Problem to work on.
Extract the whole listing as it stands. Do not include the pictures.

Supplied material.
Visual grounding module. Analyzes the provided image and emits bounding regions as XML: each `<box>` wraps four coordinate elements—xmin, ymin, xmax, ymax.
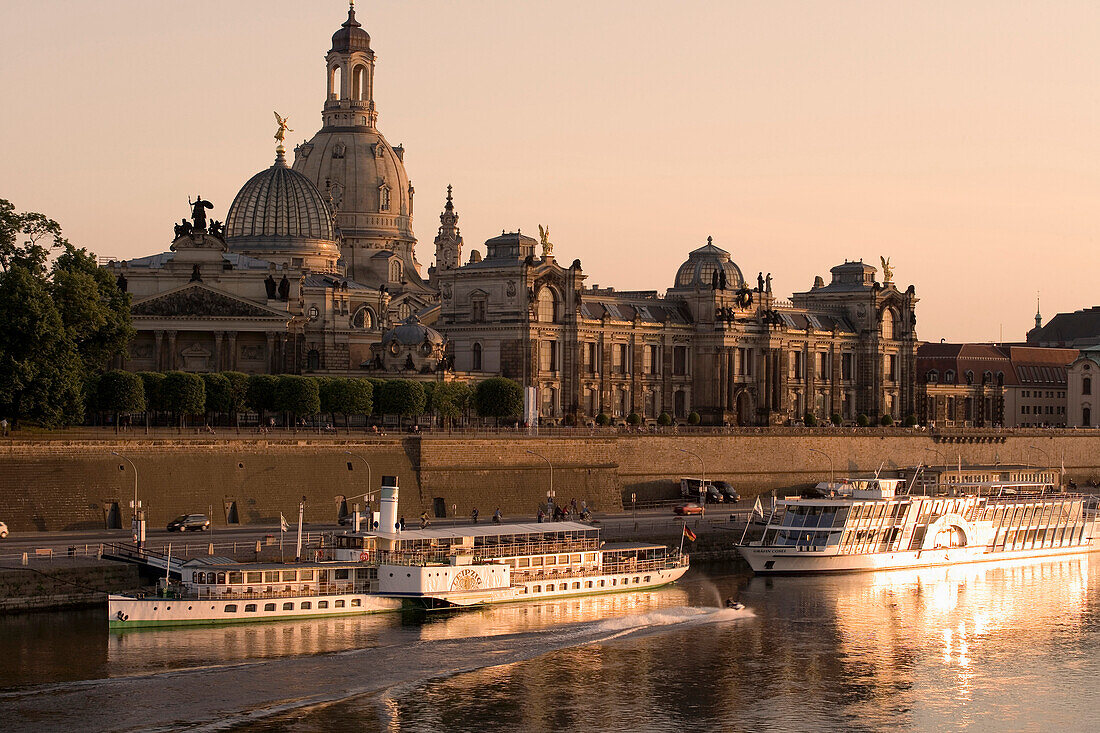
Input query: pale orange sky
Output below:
<box><xmin>0</xmin><ymin>0</ymin><xmax>1100</xmax><ymax>340</ymax></box>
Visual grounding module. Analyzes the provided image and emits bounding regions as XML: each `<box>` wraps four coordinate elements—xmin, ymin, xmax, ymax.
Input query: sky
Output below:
<box><xmin>0</xmin><ymin>0</ymin><xmax>1100</xmax><ymax>341</ymax></box>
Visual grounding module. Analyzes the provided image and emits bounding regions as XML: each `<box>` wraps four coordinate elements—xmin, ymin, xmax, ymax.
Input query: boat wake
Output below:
<box><xmin>6</xmin><ymin>606</ymin><xmax>754</xmax><ymax>733</ymax></box>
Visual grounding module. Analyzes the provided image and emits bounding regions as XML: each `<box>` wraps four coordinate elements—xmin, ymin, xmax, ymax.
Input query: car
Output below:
<box><xmin>167</xmin><ymin>514</ymin><xmax>210</xmax><ymax>532</ymax></box>
<box><xmin>714</xmin><ymin>481</ymin><xmax>741</xmax><ymax>502</ymax></box>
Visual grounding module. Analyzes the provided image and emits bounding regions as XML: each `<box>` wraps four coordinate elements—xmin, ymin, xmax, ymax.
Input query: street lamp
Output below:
<box><xmin>677</xmin><ymin>448</ymin><xmax>706</xmax><ymax>506</ymax></box>
<box><xmin>526</xmin><ymin>442</ymin><xmax>554</xmax><ymax>510</ymax></box>
<box><xmin>111</xmin><ymin>450</ymin><xmax>145</xmax><ymax>549</ymax></box>
<box><xmin>810</xmin><ymin>448</ymin><xmax>833</xmax><ymax>489</ymax></box>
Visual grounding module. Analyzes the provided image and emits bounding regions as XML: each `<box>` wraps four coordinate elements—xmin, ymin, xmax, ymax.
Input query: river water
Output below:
<box><xmin>0</xmin><ymin>555</ymin><xmax>1100</xmax><ymax>733</ymax></box>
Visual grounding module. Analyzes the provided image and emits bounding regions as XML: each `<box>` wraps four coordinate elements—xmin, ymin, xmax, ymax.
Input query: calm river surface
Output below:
<box><xmin>0</xmin><ymin>554</ymin><xmax>1100</xmax><ymax>733</ymax></box>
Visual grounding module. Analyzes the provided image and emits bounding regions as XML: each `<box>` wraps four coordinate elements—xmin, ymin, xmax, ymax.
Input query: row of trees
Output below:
<box><xmin>0</xmin><ymin>199</ymin><xmax>134</xmax><ymax>427</ymax></box>
<box><xmin>89</xmin><ymin>371</ymin><xmax>523</xmax><ymax>426</ymax></box>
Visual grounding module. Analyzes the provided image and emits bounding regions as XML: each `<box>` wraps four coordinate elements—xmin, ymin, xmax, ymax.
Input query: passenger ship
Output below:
<box><xmin>108</xmin><ymin>477</ymin><xmax>689</xmax><ymax>628</ymax></box>
<box><xmin>737</xmin><ymin>478</ymin><xmax>1097</xmax><ymax>575</ymax></box>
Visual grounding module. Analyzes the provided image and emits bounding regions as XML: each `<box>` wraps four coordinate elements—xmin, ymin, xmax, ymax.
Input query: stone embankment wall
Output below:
<box><xmin>0</xmin><ymin>429</ymin><xmax>1100</xmax><ymax>533</ymax></box>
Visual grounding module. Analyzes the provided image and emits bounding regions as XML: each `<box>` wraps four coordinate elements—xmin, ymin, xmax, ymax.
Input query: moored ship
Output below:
<box><xmin>108</xmin><ymin>477</ymin><xmax>689</xmax><ymax>628</ymax></box>
<box><xmin>737</xmin><ymin>478</ymin><xmax>1097</xmax><ymax>575</ymax></box>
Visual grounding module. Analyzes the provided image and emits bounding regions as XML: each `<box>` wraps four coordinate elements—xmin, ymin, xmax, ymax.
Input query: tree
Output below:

Response to this task.
Visual grounding module. Analyzes the provided image and emits bounding regions as XML: each `<box>` wraps four coordinate elements—xmin, ymin, xmax, ymax.
Input query: pale orange sky
Output below:
<box><xmin>0</xmin><ymin>0</ymin><xmax>1100</xmax><ymax>340</ymax></box>
Visual grounding module. Analyzes the provided image and emits bounding regions as XML: each `<box>` wraps four coordinate elements—xmin, ymin, xmax, ymax.
Input query: sky
Output below:
<box><xmin>0</xmin><ymin>0</ymin><xmax>1100</xmax><ymax>341</ymax></box>
Visual grounding module. Analyzes the provided image and emits bounding regions as XML: each `<box>` wraps four coordinate elements—xmin, ymin, xmax, ymax.
Input query: boat wake
Output below:
<box><xmin>6</xmin><ymin>606</ymin><xmax>754</xmax><ymax>733</ymax></box>
Visual grounding module. Analyzes the provided image and emits bounding regions as XML: each `<box>` wraps four coordinate elements—xmin, ymin, xmax, ymax.
Input query: car
Output below:
<box><xmin>167</xmin><ymin>514</ymin><xmax>210</xmax><ymax>532</ymax></box>
<box><xmin>714</xmin><ymin>481</ymin><xmax>741</xmax><ymax>502</ymax></box>
Visual grounding module. Analyzes the provided image and emits bounding regions as XML: each `<box>` wraps four coordinate elements—xmin, ymin, xmax, ymax.
Input query: street lamp
Output below:
<box><xmin>677</xmin><ymin>448</ymin><xmax>706</xmax><ymax>506</ymax></box>
<box><xmin>526</xmin><ymin>442</ymin><xmax>554</xmax><ymax>510</ymax></box>
<box><xmin>111</xmin><ymin>450</ymin><xmax>145</xmax><ymax>549</ymax></box>
<box><xmin>810</xmin><ymin>448</ymin><xmax>833</xmax><ymax>489</ymax></box>
Visual grounding module. Analyzes the provided image and emits bounding regions as XML: each `<box>` wraps four coordinate elements—xmin, ymin, xmax, ymax.
Input query: river water
Output below:
<box><xmin>0</xmin><ymin>555</ymin><xmax>1100</xmax><ymax>733</ymax></box>
Visual grounding module. Analyzes the provided image and emits bounding regions as XML: each `<box>` wraps four coordinate elements—xmin, ymin, xmax, ymax.
Input query: calm river surface
Output below:
<box><xmin>0</xmin><ymin>554</ymin><xmax>1100</xmax><ymax>733</ymax></box>
Visual grounding module. Analyzes the provided image and emits bounding regions as XML: each `<box>` wraps four coordinate elements—xmin, ymin, xmax, ymax.
Input query: row of trees
Output below:
<box><xmin>0</xmin><ymin>199</ymin><xmax>134</xmax><ymax>427</ymax></box>
<box><xmin>89</xmin><ymin>371</ymin><xmax>523</xmax><ymax>426</ymax></box>
Visual grounding module. Analyzes the provided image and emits bounding regions as XML: each `<box>` wraps four coordinate elements—xmin, ymin, xmax, ymax.
Input query: passenger ship
Output below:
<box><xmin>108</xmin><ymin>477</ymin><xmax>689</xmax><ymax>628</ymax></box>
<box><xmin>737</xmin><ymin>478</ymin><xmax>1097</xmax><ymax>575</ymax></box>
Visual grounding module. Analyzes the provided image and emits bounding regions as XML: each `<box>` wraps four coordinate elements—xmin, ymin, xmax, ymax.
Input query: stone embankment wall
Output below:
<box><xmin>0</xmin><ymin>429</ymin><xmax>1100</xmax><ymax>533</ymax></box>
Visual grounding module. Analyzes the provided image and emits bounding regions as XML: each `<box>` wraps four coordinate elements—xmin, ymin, xmax, ymax.
Input query: moored ship
Output below:
<box><xmin>108</xmin><ymin>477</ymin><xmax>689</xmax><ymax>628</ymax></box>
<box><xmin>737</xmin><ymin>478</ymin><xmax>1097</xmax><ymax>575</ymax></box>
Visual grounding module. Analyzes the provided image and emits bounding regions as XML: each `<box>` wraps four coordinate elements—xmin, ymin, xmax, ymax.
Input query: tree
Output below:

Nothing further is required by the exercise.